◆ **PROVIDED RECORDS**:
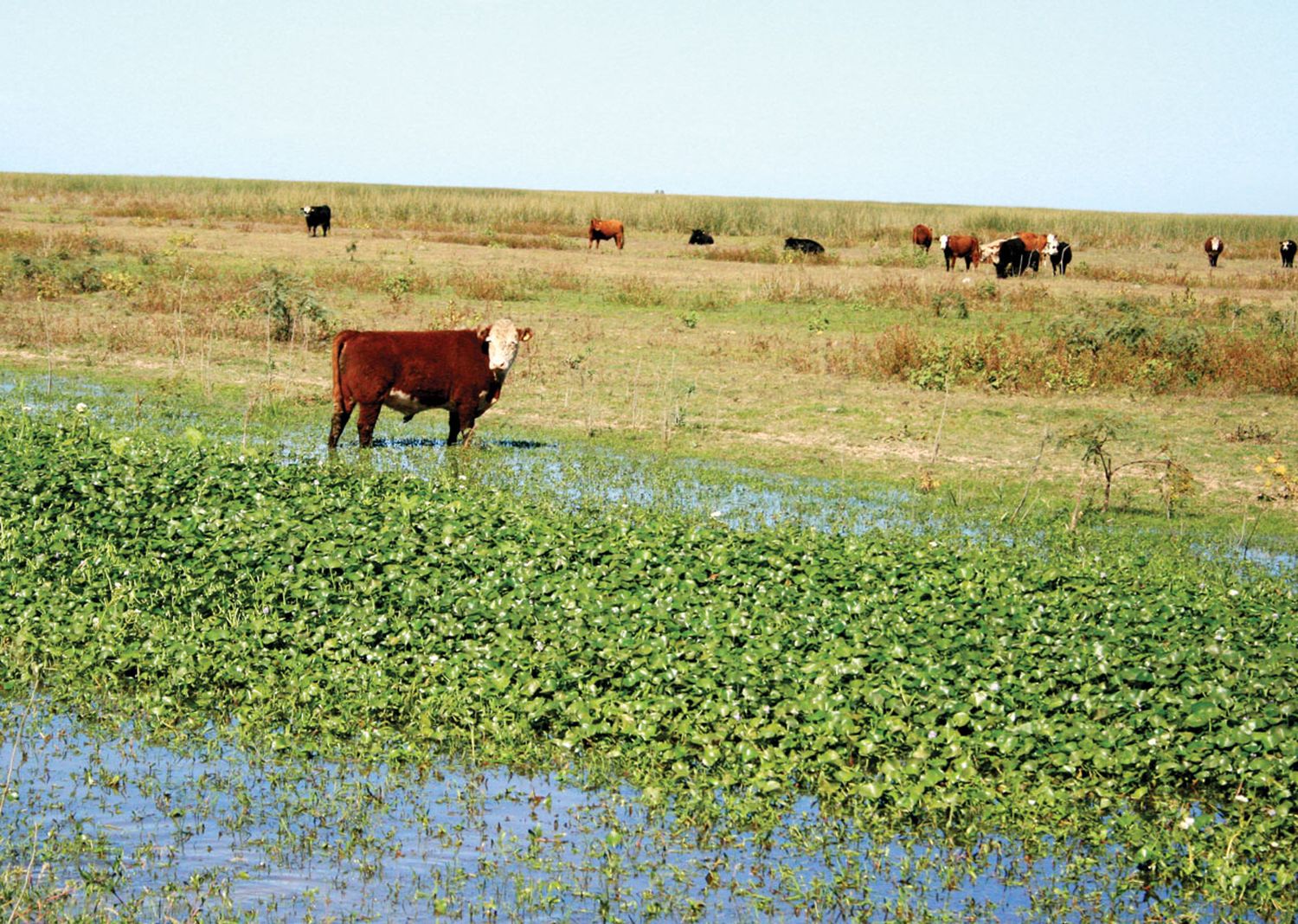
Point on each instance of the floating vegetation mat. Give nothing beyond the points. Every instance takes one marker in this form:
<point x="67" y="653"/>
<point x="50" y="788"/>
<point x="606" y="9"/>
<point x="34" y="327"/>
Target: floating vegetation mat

◆ **SET PROBLEM**: Return every line of the items above verbatim, but leave out the pictures.

◆ **WRITTEN ANSWER**:
Point on each instance of the floating vegetation mat. Give nothing beyond the points. Every instance takes one marker in this form:
<point x="67" y="653"/>
<point x="50" y="788"/>
<point x="606" y="9"/>
<point x="34" y="327"/>
Target: floating vegetation mat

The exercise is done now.